- Votre tâche: D'après l'extrait sur les « Radium girls », quelles teintes la mise en couleurs de la BD emploie-t-elle ?

- Extrait fourni:

_ _ _

Mais très rapidement, cette insouciance s’estompe face aux réalités de l’usage de cette peinture. Se peindre les lèvres, les ongles, les dents ou ses tenues de soirées pour illuminer les soirées… le surnom de « Ghost Girls »… cela semble rapidement superficiel face aux premières rumeurs et premiers signes physiques de développement de la maladie.

A cela se rajoutent des tensions au sein de ce groupe d’amies : divergences politiques alors qu’elle viennent d’obtenir le droit de vote, divergences sociétales sur le rôle de la femme et sur ce que « doit » être un comportement adéquate et attendu, réactions face à la maladie et à la mort de certaines d’entre elles.

Le sort des « Radium girls »

Après de nombreuses morts de femmes présentant les mêmes symptômes, la presse et la médecine commencent à s’intéresser de plus près à cette histoire et à ces femmes désormais surnommées « Radium girls ». Elles découvrent alors que les conséquences du radium étaient connues de leurs supérieurs, comment l’industrie a empêché la diffusion des informations et a écarté ceux qui savaient. Commence alors la lutte du pot de terre contre le pot de fer, la Justice et l’inspection du travail se montrant peu enclins à reconnaître cette maladie comme une maladie professionnelle et, avec, la responsabilité de l’entreprise.

Si le combat n’a quasi rien donné pour ces femmes directement, il a œuvré à deux innovations majeures dans le monde du travail américain: la création d’une agence de protection des travailleurs : l’OSHA; le droit pour les travailleurs de pouvoir poursuivre leurs sociétés en justice en cas de préjudice sanitaire.

Cette BD est une réelle réussite

Cette BD est une réelle réussite. Tant dans le choix de l’histoire, que dans la manière de présenter ces femmes et leur prise de conscience. Tout cela est servi par un trait de crayon et une mise en couleurs originale: des tons de rose, de pourpre, et de vert qui donnent une véritable ambiance à cette œuvre. Cette BD s’inscrit dans cette tendance à la mise en exergue d’histoires et de combats de femmes passés dans l’oubli. Elle permet de découvrir de nombreux pans d’une société américaine en pleine évolution après la Première Guerre mondiale.

_ _ _

- Extraits de données:

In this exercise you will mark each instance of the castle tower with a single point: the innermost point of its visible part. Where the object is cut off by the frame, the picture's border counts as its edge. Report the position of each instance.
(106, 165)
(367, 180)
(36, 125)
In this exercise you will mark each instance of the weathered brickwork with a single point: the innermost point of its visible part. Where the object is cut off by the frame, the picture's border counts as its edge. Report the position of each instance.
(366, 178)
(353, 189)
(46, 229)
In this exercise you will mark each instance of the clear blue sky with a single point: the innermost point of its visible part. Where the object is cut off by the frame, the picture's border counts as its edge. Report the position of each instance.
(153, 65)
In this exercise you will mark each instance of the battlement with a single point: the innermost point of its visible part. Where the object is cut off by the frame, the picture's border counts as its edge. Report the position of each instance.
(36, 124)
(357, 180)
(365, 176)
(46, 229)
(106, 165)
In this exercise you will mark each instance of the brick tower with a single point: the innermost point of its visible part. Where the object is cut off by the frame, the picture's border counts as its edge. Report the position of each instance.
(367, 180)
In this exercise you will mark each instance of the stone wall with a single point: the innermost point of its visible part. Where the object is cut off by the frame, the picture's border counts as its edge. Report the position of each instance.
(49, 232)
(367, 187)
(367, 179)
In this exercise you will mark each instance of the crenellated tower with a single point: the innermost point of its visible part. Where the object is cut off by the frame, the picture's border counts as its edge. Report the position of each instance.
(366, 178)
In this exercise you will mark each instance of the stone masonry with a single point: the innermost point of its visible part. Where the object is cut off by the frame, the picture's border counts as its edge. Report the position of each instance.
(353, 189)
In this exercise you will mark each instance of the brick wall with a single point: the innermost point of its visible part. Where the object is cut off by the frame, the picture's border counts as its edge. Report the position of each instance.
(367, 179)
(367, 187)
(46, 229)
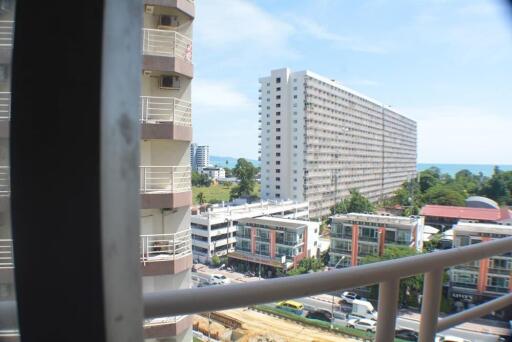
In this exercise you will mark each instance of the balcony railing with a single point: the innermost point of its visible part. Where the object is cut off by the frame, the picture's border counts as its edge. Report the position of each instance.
(5, 105)
(387, 274)
(6, 259)
(5, 185)
(167, 43)
(6, 33)
(162, 109)
(165, 179)
(161, 247)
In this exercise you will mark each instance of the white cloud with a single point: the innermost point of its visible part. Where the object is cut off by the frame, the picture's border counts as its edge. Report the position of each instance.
(453, 134)
(238, 24)
(320, 32)
(219, 95)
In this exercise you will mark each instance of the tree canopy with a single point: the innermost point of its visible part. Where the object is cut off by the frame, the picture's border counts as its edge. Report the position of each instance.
(246, 172)
(355, 203)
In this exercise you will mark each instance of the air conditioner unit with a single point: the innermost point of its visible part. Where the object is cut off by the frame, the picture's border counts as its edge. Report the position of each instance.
(168, 21)
(169, 82)
(149, 9)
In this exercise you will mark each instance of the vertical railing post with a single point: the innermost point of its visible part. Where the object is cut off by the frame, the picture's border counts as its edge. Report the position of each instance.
(432, 288)
(388, 301)
(173, 115)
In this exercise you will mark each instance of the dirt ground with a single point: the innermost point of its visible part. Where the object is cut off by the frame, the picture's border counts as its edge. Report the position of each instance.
(259, 327)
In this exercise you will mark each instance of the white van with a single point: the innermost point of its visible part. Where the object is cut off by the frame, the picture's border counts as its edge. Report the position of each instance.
(218, 279)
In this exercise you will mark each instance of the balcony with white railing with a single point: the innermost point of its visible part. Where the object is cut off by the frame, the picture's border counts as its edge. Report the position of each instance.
(6, 33)
(5, 185)
(6, 254)
(165, 118)
(165, 186)
(166, 43)
(166, 253)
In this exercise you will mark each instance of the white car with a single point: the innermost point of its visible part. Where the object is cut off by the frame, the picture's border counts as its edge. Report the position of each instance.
(363, 324)
(449, 338)
(218, 279)
(348, 297)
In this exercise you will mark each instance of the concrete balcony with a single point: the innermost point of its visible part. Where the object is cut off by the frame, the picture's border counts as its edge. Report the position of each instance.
(6, 39)
(165, 118)
(167, 51)
(185, 6)
(5, 112)
(166, 326)
(166, 253)
(165, 187)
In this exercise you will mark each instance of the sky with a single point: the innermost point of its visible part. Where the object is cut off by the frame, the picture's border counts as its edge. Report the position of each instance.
(447, 64)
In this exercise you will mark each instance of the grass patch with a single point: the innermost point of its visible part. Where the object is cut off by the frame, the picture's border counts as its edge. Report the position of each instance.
(319, 324)
(217, 193)
(316, 323)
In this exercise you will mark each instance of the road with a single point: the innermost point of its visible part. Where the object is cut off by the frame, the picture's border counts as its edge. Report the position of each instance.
(311, 303)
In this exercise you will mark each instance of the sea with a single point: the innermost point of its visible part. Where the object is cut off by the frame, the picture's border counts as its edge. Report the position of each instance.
(452, 169)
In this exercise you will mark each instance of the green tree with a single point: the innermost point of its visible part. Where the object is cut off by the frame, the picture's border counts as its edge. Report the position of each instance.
(444, 195)
(200, 198)
(355, 203)
(412, 285)
(246, 173)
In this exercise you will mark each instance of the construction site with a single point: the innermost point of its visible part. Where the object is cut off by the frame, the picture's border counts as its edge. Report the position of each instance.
(248, 325)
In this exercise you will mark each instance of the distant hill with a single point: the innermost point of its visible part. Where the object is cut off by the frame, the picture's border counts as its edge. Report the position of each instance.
(221, 161)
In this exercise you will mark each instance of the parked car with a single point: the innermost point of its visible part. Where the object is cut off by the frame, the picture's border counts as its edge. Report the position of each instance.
(407, 335)
(348, 297)
(291, 306)
(218, 279)
(320, 315)
(449, 338)
(363, 324)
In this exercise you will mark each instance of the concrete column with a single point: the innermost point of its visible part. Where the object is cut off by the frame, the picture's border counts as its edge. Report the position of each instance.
(388, 301)
(432, 289)
(355, 244)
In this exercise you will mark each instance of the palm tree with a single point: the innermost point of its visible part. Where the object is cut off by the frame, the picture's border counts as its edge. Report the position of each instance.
(200, 198)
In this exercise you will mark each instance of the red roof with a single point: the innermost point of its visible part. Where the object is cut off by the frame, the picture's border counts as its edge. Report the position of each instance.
(483, 214)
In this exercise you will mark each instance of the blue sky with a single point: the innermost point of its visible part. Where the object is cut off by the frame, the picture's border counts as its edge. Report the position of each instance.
(445, 63)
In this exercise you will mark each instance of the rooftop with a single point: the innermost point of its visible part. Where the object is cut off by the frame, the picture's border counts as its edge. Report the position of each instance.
(377, 218)
(277, 222)
(232, 213)
(484, 214)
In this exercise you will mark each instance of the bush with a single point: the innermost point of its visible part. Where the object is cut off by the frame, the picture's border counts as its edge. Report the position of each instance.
(215, 260)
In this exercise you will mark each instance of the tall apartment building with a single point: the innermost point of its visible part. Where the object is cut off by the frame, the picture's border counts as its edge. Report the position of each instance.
(199, 156)
(7, 291)
(485, 279)
(355, 236)
(214, 231)
(166, 194)
(319, 139)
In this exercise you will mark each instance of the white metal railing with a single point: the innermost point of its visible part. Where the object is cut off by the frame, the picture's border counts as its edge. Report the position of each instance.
(158, 247)
(165, 179)
(5, 105)
(163, 109)
(6, 259)
(166, 43)
(6, 32)
(387, 274)
(5, 185)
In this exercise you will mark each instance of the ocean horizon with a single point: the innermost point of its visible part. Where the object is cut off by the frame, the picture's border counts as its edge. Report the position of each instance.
(452, 169)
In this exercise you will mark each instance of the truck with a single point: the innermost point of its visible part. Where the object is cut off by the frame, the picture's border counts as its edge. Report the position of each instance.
(363, 309)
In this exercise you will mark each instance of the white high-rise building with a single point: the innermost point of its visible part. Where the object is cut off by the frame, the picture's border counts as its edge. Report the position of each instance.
(199, 156)
(319, 139)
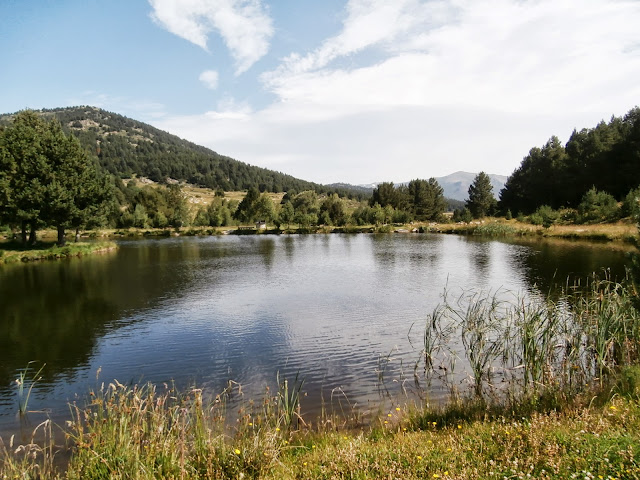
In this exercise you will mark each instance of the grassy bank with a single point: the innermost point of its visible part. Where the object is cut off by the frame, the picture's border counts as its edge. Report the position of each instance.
(498, 227)
(554, 392)
(142, 433)
(14, 252)
(489, 227)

_ _ _

- Réponse rédigée: Des tons de rose, de pourpre et de vert.